# Reading text

Thursday, October 11, 2012

More –this time mathematical- heuristics

Let me try to explain what I’m trying to do. [Especially not trying to re-invent the wheel when there are so many proven, useful models at hand].

I’m aiming at Combinatorial General Relativity, as Einstein mentioned at the end of some of his writings as an unsolved puzzle.

Yet “my way” is not the usual top-down –i.e. trying to find quantization-rules on the very top- but “bottom-up” that is investigating in a more or less systematic fashion the implicit and explicit combinatorial elements and structures on each level. Here “causal structure”, based on the work of Stephen Hawking, David Malament and others, is already an almost closed chapter (Q-Orders).

The current “target”: differential manifolds.

Usually a manifold is defined using local homeomorphism between some local neighbor-hoods in the manifold-topology and some local part of a Euclidean space. For the latter normally one uses its algebraic definition (module over some field), gets from there to the usual Euclidean metric and then obtains the topology.

Now there is a completely equivalent set of Axioms for Euclidean Geometries: the famous Hilbert Axioms. Why would one like to use this set? Well, it’s known that there are finite, discrete models that satisfy the first set of Hilbert-Axioms (incidence Axioms for points, lines and planes), yet do not satisfy the second set (Order-Axioms) nor the third (Congruence-Axioms) and where the forth (Parallel-Axiom) is optional.

Not only this, but as v. Staudte, Moufang, Veblen, v. Neumann and others have shown, already the first set allows the construction of coordinates and hence metric, i.e. coordinates and metric arise using incidence relations and nothing else. [And that’s what I understand Einstein had in mind with his remarks].

Incidence relations as “founding ground” have a second great advantage: topological homeomorphisms carry them over automatically, i.e. suitably defined the manifold inherits these relations automatically, while congruence-relations or algebraic properties do not.

The “missing link”: Hilbert takes “lines” and “planes” as primitives (as does synthetic Geometry). So in my next –failed- intent I was looking where to find “lines” and “planes” in the context of Riemann and Pseudo-Riemann manifolds, and voilá there they were: geodesics and totally normal neighborhoods, yet with a tremendous drawback: their definition already requires concepts of the very, very top like the metric-tensor and the exponential map.

So I did a step backward, asking myself: is it possible to introduce lines using ONLY topological concepts? The model at hand: balls and spheres as defined by the usual Euclidean metric.

Next step: is it possible to define balls and spheres without using metric? Well it is. One might use simply connected neighborhoods and simply connected surfaces and, as recently shown, we get nice spheres in all dimensions.

Problem: “simply connected” as concept requires Hausdorff-spaces and imports via Homotopy the whole “World of Reals”, incompatible with my aim to allow also discrete, finite models not talk about my suspicion that it is a far to restrictive assumption for the real World (there are holes almost everywhere). Therefore I replaced “simply connected” by just “locally path connected”.

# Supplied material

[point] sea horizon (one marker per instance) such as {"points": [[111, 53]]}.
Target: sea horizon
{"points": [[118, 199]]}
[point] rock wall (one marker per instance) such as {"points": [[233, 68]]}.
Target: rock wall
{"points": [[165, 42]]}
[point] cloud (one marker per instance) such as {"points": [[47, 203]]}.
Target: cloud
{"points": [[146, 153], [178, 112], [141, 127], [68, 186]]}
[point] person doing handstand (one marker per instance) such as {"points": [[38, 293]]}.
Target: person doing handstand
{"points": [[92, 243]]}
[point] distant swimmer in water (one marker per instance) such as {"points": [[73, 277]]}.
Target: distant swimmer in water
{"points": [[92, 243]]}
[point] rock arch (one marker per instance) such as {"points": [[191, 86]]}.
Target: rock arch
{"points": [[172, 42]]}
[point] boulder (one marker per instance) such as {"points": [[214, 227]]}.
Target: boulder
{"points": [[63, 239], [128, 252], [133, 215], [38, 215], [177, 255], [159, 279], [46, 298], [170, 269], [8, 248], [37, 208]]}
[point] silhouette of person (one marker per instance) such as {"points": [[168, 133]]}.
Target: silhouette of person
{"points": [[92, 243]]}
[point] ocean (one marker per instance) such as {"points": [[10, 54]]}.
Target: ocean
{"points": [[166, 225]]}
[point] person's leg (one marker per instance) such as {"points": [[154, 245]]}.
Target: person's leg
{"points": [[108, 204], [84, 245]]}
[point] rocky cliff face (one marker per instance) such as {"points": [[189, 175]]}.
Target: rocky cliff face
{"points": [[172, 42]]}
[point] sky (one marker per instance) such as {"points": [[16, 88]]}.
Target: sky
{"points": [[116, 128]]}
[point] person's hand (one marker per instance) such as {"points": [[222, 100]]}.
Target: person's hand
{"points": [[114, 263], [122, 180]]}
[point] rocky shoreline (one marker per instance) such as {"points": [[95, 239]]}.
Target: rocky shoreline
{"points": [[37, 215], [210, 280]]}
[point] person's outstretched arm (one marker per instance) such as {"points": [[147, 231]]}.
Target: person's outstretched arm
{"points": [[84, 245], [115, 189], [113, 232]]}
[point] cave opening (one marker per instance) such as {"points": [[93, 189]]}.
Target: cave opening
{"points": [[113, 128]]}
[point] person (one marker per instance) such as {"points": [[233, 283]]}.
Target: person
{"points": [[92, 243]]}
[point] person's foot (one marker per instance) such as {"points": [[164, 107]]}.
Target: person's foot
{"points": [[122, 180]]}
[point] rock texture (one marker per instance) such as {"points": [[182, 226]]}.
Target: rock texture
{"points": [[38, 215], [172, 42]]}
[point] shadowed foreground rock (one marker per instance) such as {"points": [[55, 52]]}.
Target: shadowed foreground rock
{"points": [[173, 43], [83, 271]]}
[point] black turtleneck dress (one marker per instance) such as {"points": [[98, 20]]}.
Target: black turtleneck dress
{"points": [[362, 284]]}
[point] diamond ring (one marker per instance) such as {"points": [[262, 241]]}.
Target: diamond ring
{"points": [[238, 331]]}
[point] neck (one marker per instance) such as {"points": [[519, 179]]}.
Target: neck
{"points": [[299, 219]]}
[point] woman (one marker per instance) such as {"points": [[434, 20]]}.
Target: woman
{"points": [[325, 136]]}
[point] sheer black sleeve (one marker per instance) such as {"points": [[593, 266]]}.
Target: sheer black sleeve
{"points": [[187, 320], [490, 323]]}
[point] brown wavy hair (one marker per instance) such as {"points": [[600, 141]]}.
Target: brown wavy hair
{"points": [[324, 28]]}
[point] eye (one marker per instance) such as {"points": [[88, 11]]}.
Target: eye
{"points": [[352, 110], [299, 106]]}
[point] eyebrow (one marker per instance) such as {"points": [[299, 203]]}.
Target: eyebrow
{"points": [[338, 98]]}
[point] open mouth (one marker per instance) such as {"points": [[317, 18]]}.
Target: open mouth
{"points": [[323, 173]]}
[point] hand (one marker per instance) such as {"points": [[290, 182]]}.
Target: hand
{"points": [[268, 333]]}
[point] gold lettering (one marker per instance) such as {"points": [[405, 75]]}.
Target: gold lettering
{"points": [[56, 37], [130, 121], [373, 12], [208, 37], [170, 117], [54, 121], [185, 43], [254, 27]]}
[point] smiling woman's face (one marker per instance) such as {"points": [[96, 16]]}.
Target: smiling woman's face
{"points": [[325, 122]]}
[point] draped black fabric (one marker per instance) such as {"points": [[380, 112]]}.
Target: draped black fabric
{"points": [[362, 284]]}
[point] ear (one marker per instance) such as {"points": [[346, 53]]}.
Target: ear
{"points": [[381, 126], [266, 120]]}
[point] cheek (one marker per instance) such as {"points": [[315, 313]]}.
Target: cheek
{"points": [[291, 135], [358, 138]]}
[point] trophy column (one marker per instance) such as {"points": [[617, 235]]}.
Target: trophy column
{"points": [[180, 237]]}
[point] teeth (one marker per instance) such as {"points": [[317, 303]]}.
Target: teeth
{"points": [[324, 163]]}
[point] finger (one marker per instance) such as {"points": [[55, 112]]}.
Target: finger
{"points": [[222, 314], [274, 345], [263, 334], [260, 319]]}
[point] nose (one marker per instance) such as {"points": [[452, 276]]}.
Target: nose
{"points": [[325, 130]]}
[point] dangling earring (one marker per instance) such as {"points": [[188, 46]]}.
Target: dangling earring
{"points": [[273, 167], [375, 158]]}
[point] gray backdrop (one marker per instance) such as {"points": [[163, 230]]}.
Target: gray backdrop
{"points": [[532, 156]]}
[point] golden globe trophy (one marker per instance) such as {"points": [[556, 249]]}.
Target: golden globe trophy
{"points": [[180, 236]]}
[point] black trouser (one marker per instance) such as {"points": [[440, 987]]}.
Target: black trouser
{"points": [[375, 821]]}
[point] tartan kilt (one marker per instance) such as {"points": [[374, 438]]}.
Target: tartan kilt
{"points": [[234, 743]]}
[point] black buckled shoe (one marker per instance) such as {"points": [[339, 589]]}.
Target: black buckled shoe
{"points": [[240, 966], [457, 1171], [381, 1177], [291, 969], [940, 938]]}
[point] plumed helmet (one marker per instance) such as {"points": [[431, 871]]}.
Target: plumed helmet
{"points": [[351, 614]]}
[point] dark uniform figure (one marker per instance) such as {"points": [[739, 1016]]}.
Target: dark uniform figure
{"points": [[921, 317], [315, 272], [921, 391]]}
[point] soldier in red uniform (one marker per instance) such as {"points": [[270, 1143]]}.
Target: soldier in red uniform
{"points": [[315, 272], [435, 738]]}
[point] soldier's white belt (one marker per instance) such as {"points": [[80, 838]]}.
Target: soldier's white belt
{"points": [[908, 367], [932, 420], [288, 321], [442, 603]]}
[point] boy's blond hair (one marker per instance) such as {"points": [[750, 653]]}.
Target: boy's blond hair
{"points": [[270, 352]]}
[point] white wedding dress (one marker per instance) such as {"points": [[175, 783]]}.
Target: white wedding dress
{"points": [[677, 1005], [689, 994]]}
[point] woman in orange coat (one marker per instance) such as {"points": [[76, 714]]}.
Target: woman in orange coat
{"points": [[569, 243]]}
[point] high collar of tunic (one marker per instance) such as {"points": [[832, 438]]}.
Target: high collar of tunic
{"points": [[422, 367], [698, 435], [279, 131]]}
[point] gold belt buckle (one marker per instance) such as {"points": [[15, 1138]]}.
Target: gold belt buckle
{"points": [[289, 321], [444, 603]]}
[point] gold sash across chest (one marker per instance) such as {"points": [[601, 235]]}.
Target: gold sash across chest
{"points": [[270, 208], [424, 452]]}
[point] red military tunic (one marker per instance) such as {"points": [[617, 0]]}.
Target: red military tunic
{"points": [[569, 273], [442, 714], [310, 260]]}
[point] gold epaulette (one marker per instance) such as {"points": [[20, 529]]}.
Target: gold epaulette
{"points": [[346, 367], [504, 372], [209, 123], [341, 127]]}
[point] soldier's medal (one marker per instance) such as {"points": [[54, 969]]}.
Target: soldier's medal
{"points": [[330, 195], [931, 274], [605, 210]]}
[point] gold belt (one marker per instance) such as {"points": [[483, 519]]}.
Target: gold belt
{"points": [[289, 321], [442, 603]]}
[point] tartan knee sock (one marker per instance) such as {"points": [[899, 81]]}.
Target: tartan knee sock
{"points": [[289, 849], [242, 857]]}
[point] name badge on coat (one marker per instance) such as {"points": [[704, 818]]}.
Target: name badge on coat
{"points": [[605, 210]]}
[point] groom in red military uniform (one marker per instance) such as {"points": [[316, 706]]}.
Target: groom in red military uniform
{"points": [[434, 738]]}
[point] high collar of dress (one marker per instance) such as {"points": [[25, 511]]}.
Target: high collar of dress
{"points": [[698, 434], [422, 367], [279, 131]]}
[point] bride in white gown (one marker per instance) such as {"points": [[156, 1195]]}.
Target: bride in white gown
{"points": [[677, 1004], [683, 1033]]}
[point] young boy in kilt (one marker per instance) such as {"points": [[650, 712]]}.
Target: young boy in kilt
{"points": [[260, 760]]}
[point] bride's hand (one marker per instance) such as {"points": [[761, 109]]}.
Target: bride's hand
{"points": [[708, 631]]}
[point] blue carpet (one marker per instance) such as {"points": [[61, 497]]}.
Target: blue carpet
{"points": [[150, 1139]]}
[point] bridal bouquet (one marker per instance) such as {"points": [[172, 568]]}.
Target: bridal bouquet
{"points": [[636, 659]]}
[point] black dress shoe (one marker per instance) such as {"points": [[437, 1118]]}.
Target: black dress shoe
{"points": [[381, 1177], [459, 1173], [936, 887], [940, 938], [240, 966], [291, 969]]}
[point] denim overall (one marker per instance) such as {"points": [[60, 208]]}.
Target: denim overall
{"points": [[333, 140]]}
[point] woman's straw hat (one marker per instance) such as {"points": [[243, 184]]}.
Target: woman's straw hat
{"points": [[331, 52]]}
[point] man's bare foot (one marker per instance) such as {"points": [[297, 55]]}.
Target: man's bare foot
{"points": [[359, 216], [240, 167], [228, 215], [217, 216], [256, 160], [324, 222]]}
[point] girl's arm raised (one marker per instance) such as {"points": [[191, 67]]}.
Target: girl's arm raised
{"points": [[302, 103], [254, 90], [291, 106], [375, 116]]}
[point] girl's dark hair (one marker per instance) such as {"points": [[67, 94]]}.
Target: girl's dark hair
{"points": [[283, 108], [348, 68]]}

# Complete the following
[a] Locate each line in the records that contains the word "dangling", and copy those lines.
[b] Pick up the post on heuristics for combinatorial general relativity and continue it from its final sentence.

# Results for the exercise
[a]
[point] dangling earring (one marker per instance) such as {"points": [[188, 46]]}.
Target: dangling earring

[b]
Next step: given sets of surfaces of locally path connected neighborhoods, what would be a minimal set of axioms based only on incidence and topology that would convert this set locally into something similar to the Euclidean Balls and –Spheres we started with? There a point lies on a straight line between two points iff there are Spheres for each of them that touch each other exactly in that point. More over the Spheres made using Euclidean Distance form a complete order around each point. There are additional compatibility rules among the spheres of different points on the same straight line. Finally “completeness” respectively “coherence” is to be considered i.e. in Euclidean Geometry there is always a straight line that connects them. This again would provoke “continuous models only” already in three dimensions. So I weakened this requirement to: “it should be possible to go from anywhere to anywhere in straight steps” and “if there are intersecting spheres for two points, then there are touching spheres (and hence a line that connects them)”.

Done this, we get a set of definitions invariant under any topological homeomorphism. That means two things: they carry over “automatically” to the manifold (locally of course), but second they produce a natural gauge. (Not such a surprise: there quite many metrics already for the real line, which produce the same topology. For instance the max-norm reproduces the same topology yet has cubes as balls).

Once I’ve got lines, the remainder is almost straight forward, using well known properties from synthetic geometry for triangles and quadrilaterals as axioms required to be able to “construct” coordinates and metrics. Yet (a) they all use nothing but incidence relations (b) are satisfied by usual Euclidean Geometries and therefore (c) inherited –locally- by any manifold.

Adding the additional structure of lines, adds to the compatibility-conditions for an Atlas of “charts with lines”. While the topological part remains –coincidence of topology on intersections-, I’m not yet finished of what is required in my case. [Again not such a surprise, taking into account that a Differential Manifold imposes additional compatibility conditions and that –exotic spheres from 4 dimensions onward- there might be more but only one Differential Structure].

Compatibility-Conditions and polish-up may still take some weeks or months, among other because I’m not sure whether going from “simply connected” to “locally path connected” is to weak, that is at least something similar to “star-connected” might be required (yet this as concept already uses “straight lines” so … ).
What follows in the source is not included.